Segmentation mask data:
------------------------------------------------------------

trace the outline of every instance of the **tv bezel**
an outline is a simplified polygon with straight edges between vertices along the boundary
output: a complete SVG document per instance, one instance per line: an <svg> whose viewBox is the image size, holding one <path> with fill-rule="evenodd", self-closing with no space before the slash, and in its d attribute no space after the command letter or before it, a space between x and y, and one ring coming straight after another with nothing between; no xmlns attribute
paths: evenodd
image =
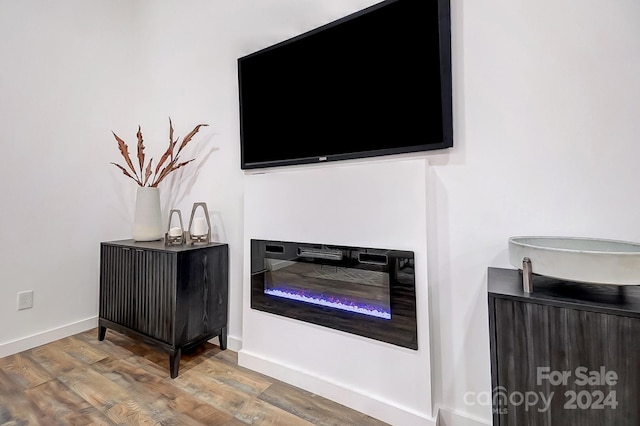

------------------------------------------------------------

(About this exercise):
Report, for the data above, every line in which the string "between" appears.

(Problem solution):
an outline is a simplified polygon with straight edges between vertices along the boundary
output: a complete SVG document per instance, one instance per line: an <svg> whose viewBox is the image size, holding one <path> with fill-rule="evenodd", self-closing with no space before the slash, and in its d attribute no space after the command letter or before it, a space between x and y, and one ring coming straight after another with nothing between; no xmlns attribute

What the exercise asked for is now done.